Working data:
■ ■ ■ ■ ■ ■ ■

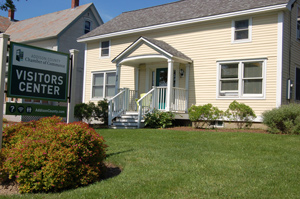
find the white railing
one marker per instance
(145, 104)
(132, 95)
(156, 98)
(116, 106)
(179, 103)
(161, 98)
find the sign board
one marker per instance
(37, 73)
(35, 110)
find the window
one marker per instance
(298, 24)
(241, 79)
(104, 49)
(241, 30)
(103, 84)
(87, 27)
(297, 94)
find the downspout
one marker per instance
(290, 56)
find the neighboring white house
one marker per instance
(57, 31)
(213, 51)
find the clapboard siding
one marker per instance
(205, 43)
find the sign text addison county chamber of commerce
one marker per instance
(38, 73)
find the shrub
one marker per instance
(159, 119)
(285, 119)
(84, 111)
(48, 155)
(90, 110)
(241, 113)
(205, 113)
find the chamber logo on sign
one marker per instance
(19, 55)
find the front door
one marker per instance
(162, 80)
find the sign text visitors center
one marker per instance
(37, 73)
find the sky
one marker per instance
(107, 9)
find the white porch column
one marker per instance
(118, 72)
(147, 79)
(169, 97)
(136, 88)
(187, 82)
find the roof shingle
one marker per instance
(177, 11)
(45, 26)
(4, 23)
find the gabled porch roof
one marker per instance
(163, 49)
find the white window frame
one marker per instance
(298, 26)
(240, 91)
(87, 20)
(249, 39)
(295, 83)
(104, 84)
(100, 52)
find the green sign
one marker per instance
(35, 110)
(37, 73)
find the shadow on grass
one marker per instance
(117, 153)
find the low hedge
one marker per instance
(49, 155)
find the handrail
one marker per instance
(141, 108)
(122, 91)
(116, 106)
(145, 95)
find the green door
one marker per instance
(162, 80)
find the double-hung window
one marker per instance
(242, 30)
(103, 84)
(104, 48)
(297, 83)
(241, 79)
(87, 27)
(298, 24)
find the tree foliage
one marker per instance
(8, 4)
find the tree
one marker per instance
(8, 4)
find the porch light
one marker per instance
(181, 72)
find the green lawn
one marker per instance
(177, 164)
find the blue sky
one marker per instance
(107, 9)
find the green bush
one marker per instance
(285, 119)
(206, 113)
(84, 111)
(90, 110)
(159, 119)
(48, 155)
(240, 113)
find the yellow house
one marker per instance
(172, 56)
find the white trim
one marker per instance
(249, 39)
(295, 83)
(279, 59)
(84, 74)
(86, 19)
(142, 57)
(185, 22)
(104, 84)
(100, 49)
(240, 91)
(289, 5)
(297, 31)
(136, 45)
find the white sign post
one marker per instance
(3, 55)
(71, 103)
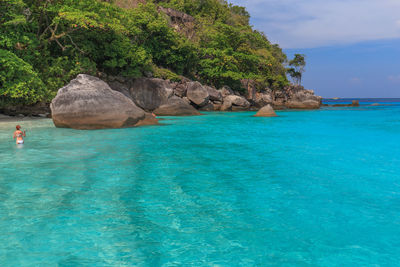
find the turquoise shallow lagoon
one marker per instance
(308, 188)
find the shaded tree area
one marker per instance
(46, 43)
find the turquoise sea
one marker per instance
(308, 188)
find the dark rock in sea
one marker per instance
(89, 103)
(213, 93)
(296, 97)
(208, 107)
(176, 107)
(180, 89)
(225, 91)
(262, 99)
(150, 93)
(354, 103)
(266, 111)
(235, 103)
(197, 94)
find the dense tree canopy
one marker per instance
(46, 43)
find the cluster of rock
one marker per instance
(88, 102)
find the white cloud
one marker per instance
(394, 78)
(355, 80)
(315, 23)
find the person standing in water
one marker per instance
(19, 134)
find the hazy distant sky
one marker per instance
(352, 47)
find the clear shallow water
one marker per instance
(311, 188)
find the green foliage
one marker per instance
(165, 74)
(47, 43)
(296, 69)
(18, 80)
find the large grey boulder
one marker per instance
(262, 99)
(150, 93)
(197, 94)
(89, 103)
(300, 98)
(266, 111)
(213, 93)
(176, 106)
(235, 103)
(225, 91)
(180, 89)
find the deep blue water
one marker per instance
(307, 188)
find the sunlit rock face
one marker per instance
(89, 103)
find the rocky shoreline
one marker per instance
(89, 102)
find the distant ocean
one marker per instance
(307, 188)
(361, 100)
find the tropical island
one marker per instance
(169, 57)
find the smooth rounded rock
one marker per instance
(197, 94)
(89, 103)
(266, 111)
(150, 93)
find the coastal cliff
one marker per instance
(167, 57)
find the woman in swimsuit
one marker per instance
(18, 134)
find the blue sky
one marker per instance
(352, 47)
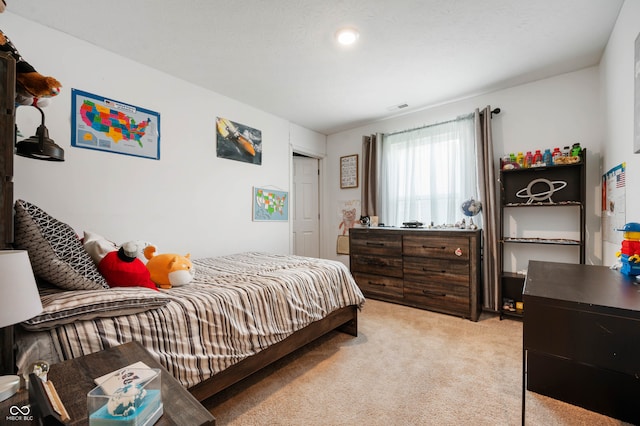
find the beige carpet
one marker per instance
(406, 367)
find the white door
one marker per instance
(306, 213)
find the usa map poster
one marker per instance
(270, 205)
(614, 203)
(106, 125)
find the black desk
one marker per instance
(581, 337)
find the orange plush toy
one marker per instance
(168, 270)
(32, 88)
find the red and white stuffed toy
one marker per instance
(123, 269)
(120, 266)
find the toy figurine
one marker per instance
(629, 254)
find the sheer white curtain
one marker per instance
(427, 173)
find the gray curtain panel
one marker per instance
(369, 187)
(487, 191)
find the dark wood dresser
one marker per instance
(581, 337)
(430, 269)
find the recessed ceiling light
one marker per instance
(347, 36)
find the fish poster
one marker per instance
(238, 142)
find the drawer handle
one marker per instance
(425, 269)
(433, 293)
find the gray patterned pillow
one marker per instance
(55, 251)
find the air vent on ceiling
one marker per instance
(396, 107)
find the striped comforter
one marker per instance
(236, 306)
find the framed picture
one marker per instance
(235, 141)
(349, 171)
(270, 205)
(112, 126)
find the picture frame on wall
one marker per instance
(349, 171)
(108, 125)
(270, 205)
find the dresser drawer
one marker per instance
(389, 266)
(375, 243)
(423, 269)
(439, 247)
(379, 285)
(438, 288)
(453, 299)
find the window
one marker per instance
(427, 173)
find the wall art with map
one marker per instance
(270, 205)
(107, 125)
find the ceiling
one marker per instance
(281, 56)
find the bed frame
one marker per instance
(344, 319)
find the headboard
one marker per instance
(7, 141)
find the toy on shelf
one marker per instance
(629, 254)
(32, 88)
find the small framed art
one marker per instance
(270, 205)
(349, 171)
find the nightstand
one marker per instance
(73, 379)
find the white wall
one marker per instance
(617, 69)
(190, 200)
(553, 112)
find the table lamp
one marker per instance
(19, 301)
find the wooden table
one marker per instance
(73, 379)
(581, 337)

■ ■ ■ ■ ■ ■ ■

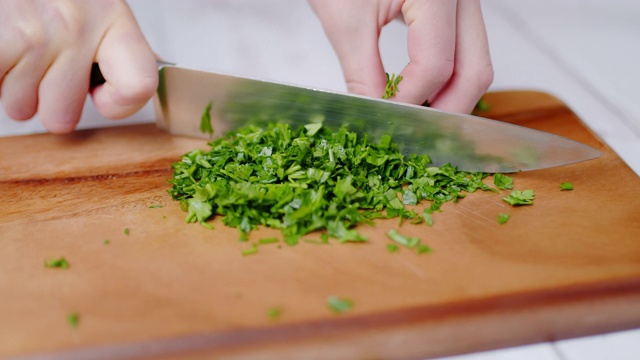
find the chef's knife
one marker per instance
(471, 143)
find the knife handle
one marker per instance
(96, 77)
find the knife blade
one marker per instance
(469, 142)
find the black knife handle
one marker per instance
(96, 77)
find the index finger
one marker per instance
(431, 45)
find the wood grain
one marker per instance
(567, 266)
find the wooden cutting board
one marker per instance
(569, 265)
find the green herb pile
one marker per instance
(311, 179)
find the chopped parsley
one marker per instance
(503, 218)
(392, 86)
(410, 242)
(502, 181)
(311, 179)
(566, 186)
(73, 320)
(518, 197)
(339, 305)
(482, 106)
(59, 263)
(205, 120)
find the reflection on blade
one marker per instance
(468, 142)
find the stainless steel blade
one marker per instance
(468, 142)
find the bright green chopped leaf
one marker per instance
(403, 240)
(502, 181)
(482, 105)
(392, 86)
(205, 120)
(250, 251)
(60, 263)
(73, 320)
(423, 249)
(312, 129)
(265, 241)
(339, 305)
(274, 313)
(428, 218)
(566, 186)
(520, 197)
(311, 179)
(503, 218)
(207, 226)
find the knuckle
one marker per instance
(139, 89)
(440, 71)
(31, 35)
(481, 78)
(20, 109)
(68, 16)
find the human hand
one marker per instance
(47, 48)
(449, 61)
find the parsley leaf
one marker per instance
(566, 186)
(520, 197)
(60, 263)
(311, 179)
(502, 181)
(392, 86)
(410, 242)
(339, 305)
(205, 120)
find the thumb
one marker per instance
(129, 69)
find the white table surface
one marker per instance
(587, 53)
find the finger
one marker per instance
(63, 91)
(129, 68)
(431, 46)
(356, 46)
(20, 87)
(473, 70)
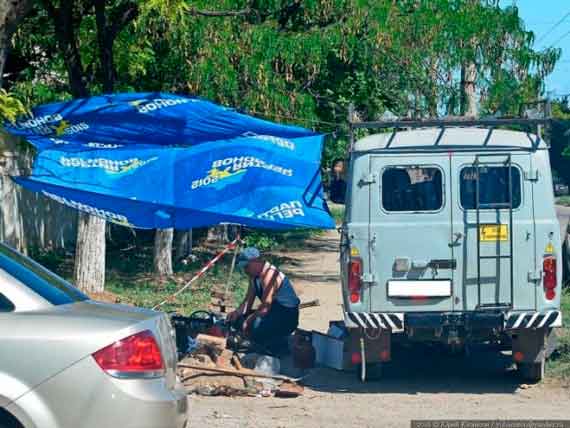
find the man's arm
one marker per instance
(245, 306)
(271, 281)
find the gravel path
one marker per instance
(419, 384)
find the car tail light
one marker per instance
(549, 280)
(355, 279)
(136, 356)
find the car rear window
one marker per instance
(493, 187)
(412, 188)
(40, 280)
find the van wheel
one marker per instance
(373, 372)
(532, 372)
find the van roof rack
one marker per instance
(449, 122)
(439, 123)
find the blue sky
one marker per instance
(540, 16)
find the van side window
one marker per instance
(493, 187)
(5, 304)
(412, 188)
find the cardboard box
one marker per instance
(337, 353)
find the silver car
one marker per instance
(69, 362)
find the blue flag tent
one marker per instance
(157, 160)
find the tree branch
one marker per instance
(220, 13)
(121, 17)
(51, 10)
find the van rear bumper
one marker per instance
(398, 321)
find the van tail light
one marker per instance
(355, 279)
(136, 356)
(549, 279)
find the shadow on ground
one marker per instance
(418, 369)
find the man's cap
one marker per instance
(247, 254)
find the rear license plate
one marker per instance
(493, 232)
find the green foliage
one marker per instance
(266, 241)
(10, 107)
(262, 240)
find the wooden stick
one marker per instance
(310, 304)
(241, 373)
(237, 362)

■ ■ ■ ■ ■ ■ ■

Exercise directions: Which lines in the entries above contain the word "porch"? Collect and copy each of them, treating uppercase and lowercase as different.

Problem solution:
find the white porch column
find the gabled porch roof
find the porch light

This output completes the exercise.